# harsh discipline



## S'mon (Aug 18, 2005)

Originally Posted by Felon
>> Comparing their raw damage output with that of a fighter against a single target is just indicative of someone who hasn't really given the matter much thought at all. <<

Plane Sailing:
>>Blanket generalisations like this (highlighted above) are offensive and against the ENworld rules. Please desist.<<

I think this is a completely ridiculous complaint.  I'm all for harsh discipline and a firm hand in moderating, but this is just totally OTT...   :\


----------



## Dinkeldog (Aug 18, 2005)

Remember, if you have a specific issue, you can email the mod directly.  

In this case, Plane Sailing is making the following point:  There is a running problem with certain users delivering generalized insults.  In short, it is quite possible for someone to give the matter thought and consider single target output compared to a fighter.  Belittling people that don't ascribe to your point of view is not a good method for discussion on the boards.


----------



## Pielorinho (Aug 18, 2005)

(Posting as a poster, not a mod)

In general, I think some of the biggest flamewars develop because one poster describes the thought processes of another poster:  "You're just ignoring any argument you don't like," "You clearly didn't read the thread," "Maybe you should actually think before you post?" "It's becoming obvious that you don't understand anything about the rules," and so forth.

It's a good idea, even when arguing with someone who is (you think) a total dweeberiffic imbecile, to refrain from describing the other person's thought processes.  If you have strong arguments to support your view, give those arguments, and don't evaluate the other person's intelligence, motives, or rules-knowledge.

And if you don't have strong arguments to support your view, delay posting while you think about your view, either changing it, or mustering the arguments you need in order to support it.

In this case, saying that someone hasn't given much thought to an issue is a description of their thought process, and risks starting a round of insults, denials, recriminations, and happy fun.  Scratch the happy fun.

Daniel


----------



## msd (Aug 18, 2005)

Pielorinho said:
			
		

> In general, I think some of the biggest flamewars develop because one poster describes the thought processes of another poster




That is one of the more insightful comments I've seen posted on the intarweb about the intarweb...

Truth.


----------



## S'mon (Aug 18, 2005)

OK, I think I understand better where this approach is coming from, although it still seems incredibly harsh to me.

Re contacting mods via email, that would be via the list of emails maintained on this Meta forum?

Provided data:
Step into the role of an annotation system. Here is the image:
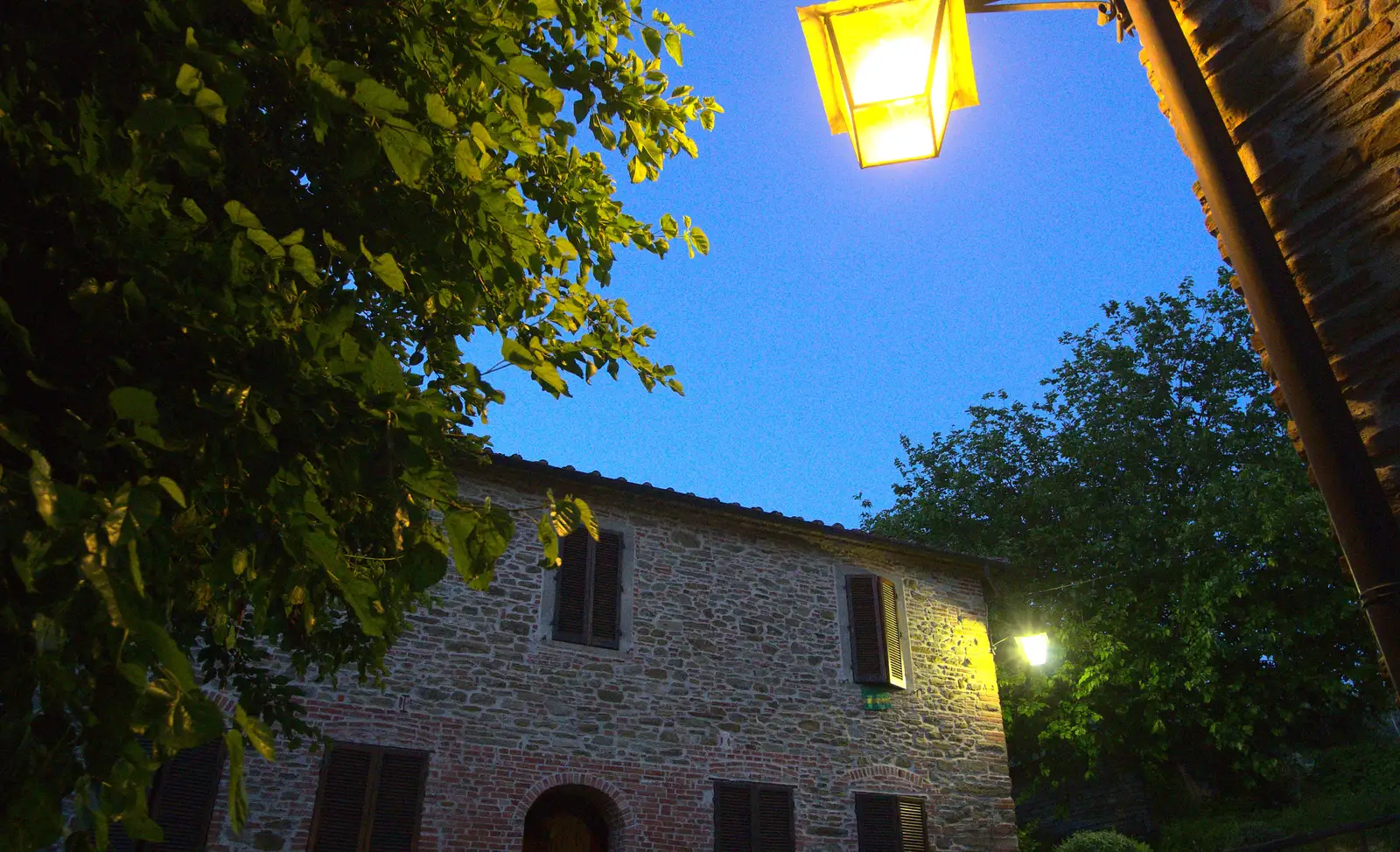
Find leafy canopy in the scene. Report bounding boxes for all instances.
[0,0,719,849]
[866,270,1383,786]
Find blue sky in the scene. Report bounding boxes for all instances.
[473,0,1220,526]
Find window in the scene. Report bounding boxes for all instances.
[845,574,908,689]
[555,530,621,647]
[108,740,224,852]
[856,793,928,852]
[714,780,796,852]
[306,743,429,852]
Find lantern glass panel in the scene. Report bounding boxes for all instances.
[798,0,977,166]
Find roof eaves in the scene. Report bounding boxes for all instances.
[462,453,1005,581]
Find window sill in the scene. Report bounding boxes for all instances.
[535,637,632,660]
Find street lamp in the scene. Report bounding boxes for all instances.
[1017,634,1050,666]
[796,0,977,168]
[798,0,1400,694]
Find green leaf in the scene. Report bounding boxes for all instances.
[506,56,555,88]
[364,343,404,393]
[472,122,495,151]
[287,245,320,285]
[248,228,287,260]
[375,124,432,186]
[424,93,457,130]
[194,88,228,124]
[130,620,198,693]
[353,77,409,119]
[443,506,515,589]
[690,228,710,255]
[156,476,185,509]
[529,361,571,397]
[175,65,205,95]
[301,529,383,637]
[79,553,126,627]
[179,199,208,225]
[224,201,262,228]
[224,722,250,834]
[641,26,661,56]
[501,337,541,368]
[107,388,159,425]
[28,450,91,529]
[452,138,481,180]
[234,705,277,761]
[126,539,145,597]
[0,293,33,361]
[360,236,409,292]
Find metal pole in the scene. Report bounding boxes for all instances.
[1124,0,1400,694]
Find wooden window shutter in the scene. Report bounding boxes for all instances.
[306,744,429,852]
[588,530,621,647]
[856,793,928,852]
[107,737,224,852]
[754,786,795,852]
[142,740,224,852]
[555,520,623,647]
[714,780,796,852]
[308,745,374,852]
[714,780,753,852]
[368,751,429,852]
[845,574,908,689]
[555,530,590,644]
[878,576,908,689]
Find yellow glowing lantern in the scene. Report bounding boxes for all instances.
[796,0,977,168]
[1017,634,1050,666]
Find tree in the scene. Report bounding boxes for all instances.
[0,0,719,849]
[865,270,1383,786]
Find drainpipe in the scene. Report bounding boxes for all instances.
[1120,0,1400,695]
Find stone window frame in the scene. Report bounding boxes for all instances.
[831,565,919,693]
[535,519,637,659]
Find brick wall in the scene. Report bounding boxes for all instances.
[1164,0,1400,515]
[212,466,1017,852]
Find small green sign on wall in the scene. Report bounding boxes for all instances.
[861,687,889,710]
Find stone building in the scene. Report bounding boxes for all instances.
[1164,0,1400,516]
[178,457,1017,852]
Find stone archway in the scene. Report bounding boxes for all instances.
[514,772,635,852]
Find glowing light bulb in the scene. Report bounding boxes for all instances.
[1017,634,1050,666]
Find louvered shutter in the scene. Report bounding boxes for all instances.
[845,574,908,689]
[856,793,928,852]
[369,751,429,852]
[142,740,224,852]
[714,782,754,852]
[754,786,795,852]
[308,745,374,852]
[877,576,907,689]
[845,574,889,686]
[588,530,621,647]
[899,796,928,852]
[555,530,591,644]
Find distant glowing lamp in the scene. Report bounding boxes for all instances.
[796,0,977,168]
[1017,634,1050,666]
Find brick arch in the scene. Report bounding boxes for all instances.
[831,764,928,791]
[511,772,637,852]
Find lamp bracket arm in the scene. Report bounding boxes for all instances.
[968,0,1132,42]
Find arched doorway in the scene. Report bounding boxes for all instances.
[523,784,614,852]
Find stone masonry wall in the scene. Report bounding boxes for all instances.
[210,471,1017,852]
[1164,0,1400,515]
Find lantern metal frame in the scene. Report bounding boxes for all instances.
[801,0,1400,696]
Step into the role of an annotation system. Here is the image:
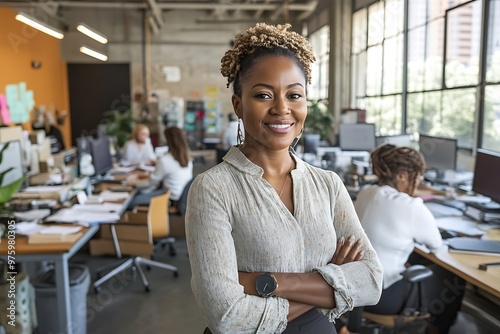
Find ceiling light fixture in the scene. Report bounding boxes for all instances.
[76,23,108,44]
[80,46,108,61]
[16,12,64,39]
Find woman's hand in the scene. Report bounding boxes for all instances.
[330,236,365,266]
[238,271,263,296]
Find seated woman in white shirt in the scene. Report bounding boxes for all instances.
[349,145,465,333]
[121,124,156,166]
[127,127,193,208]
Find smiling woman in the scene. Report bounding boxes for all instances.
[186,23,382,334]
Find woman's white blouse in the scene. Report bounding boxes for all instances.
[354,185,442,289]
[186,147,382,333]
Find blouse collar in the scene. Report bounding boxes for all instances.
[222,146,307,179]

Tasks and exercises:
1. Using the moderation thread, answer:
(a) Who originally posted the remark that Plane Sailing objected to?
(b) According to Dinkeldog, what can a user do when they have a specific issue?
(c) In what capacity does Pielorinho say he is posting?
2. Write out the records, starting with the line containing "Find green leaf" and going on through the line containing "[443,506,515,589]", with "green leaf" swapped for "foliage" and everything else left as it is.
The moderation thread and the records are unrelated to each other.

Solutions to each task:
1.
(a) Felon
(b) Email the mod directly.
(c) As a poster, not a mod.

2.
Find foliage in the scene. Report bounding boxes for all instances.
[506,56,555,88]
[364,343,404,393]
[472,122,495,151]
[287,245,320,285]
[248,228,287,260]
[375,124,432,186]
[424,93,457,130]
[194,88,228,124]
[130,620,198,693]
[353,77,409,119]
[443,506,515,589]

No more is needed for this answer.